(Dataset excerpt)
● ● ●
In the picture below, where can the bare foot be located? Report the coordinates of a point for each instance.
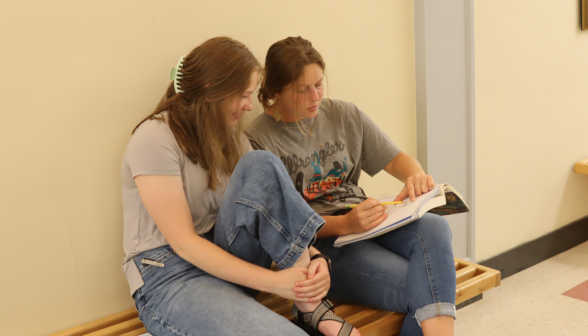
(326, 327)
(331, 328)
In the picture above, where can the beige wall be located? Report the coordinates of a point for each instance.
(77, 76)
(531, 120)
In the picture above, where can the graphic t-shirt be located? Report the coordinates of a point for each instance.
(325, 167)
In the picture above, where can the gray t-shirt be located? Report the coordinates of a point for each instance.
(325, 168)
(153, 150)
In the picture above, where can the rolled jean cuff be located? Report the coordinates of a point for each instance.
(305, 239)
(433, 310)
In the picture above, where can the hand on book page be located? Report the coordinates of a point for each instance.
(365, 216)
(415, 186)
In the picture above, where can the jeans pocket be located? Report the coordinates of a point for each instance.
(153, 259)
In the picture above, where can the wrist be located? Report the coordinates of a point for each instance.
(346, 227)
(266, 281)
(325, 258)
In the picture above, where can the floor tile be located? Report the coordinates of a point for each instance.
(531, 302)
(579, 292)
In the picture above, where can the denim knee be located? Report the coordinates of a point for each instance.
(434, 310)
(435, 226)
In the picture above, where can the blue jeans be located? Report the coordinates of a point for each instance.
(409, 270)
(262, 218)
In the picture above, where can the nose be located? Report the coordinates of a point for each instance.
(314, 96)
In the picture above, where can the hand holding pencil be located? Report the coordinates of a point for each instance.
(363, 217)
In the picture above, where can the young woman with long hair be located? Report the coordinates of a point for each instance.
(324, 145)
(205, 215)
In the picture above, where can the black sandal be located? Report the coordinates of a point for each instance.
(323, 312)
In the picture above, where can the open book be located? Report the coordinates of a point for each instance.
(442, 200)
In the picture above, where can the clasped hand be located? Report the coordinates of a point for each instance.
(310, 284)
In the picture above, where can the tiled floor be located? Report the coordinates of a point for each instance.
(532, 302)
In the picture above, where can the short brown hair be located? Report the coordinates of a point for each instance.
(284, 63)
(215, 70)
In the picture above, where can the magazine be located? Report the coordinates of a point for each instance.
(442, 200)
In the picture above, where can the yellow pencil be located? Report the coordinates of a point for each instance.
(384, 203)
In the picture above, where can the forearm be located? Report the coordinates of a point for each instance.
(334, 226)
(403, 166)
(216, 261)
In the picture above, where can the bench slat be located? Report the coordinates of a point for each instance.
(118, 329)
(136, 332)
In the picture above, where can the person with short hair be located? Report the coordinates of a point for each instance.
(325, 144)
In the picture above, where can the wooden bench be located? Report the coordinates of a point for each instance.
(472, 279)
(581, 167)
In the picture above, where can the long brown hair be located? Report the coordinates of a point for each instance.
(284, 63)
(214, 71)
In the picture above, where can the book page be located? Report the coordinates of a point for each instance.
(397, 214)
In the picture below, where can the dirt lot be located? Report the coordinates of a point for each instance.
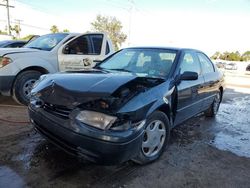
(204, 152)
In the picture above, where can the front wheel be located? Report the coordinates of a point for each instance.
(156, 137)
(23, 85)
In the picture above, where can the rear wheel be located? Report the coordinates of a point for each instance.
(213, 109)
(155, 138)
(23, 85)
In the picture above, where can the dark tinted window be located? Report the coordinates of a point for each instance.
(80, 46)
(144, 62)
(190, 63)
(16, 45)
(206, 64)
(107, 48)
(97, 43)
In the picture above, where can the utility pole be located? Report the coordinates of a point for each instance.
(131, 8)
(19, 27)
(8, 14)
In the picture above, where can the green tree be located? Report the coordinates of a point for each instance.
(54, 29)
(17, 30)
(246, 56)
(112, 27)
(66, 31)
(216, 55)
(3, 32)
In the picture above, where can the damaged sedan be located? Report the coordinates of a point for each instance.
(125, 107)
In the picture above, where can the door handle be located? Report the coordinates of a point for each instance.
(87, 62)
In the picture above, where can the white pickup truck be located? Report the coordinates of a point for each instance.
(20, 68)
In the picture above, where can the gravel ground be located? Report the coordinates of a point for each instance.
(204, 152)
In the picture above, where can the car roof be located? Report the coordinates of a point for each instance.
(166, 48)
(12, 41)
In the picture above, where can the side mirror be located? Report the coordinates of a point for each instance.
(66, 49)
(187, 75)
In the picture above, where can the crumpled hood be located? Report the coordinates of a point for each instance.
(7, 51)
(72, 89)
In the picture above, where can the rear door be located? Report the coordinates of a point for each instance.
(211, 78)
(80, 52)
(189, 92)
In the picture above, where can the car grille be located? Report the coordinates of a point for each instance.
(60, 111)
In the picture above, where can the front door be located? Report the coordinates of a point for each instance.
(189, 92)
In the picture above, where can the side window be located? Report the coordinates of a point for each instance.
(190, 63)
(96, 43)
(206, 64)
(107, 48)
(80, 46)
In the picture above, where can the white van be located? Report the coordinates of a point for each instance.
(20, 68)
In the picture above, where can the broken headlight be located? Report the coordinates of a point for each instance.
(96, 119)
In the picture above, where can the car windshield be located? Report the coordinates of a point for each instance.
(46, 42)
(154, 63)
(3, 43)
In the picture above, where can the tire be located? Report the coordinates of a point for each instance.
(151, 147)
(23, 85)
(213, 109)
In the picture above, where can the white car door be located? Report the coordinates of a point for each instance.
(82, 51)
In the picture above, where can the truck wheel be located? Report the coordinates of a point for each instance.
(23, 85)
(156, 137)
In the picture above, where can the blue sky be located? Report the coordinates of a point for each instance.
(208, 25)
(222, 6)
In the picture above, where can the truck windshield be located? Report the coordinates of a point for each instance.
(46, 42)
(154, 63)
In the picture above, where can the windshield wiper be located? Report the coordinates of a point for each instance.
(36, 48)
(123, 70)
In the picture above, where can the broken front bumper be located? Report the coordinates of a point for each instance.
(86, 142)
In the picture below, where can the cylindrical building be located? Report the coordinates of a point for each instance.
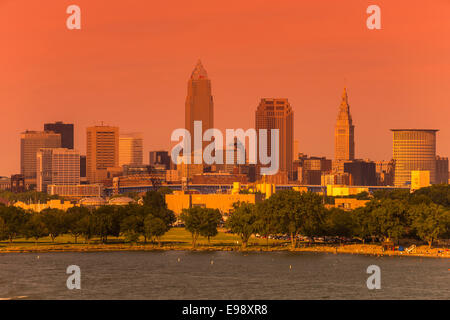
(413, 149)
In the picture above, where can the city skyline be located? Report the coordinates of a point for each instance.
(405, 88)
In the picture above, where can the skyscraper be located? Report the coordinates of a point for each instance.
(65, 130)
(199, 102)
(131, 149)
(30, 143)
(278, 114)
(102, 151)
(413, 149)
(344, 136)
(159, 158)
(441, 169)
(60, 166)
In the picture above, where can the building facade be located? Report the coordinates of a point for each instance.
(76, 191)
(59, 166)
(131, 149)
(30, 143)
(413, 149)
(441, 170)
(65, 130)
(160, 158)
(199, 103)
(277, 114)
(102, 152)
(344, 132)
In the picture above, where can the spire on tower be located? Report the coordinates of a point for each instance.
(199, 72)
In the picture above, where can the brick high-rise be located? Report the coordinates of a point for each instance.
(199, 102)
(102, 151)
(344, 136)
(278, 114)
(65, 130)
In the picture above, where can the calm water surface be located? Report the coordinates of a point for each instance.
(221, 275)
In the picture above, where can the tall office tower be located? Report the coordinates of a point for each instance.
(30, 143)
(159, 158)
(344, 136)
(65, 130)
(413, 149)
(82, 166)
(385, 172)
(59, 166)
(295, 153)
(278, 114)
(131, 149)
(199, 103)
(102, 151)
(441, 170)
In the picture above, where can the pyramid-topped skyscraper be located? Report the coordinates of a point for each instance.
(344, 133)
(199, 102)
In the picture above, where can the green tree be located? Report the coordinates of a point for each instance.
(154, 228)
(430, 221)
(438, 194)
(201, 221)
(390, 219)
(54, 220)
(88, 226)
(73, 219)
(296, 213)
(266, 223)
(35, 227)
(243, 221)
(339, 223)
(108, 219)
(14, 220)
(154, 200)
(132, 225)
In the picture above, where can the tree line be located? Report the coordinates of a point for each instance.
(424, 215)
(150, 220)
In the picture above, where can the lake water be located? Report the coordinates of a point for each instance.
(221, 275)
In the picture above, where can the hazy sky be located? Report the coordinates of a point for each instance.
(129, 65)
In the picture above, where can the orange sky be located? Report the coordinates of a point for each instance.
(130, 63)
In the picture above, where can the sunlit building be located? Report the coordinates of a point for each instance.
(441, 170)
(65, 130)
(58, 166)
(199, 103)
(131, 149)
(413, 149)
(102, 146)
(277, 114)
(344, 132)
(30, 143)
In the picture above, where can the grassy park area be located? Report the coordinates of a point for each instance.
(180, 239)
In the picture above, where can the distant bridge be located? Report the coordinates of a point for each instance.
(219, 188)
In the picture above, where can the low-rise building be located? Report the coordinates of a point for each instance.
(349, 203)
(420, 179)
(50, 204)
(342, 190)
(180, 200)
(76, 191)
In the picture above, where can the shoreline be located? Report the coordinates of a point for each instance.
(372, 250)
● ● ●
EXERCISE TASK: Copy out the data above word for word, starting at the line that contains "In the picture above, where can the distant" and ending at the final line of the data.

FINISHED EXERCISE:
In the picture above, where can the distant bridge be located? Report the coordinates of a point for each instance.
(219, 188)
In the picture above, where can the low-rise building be located? Report the coordinates of a point for each instance.
(349, 203)
(420, 179)
(50, 204)
(342, 190)
(180, 200)
(76, 191)
In the picture above, where can the shoreline be located? Report the coordinates of a point for each instance.
(372, 250)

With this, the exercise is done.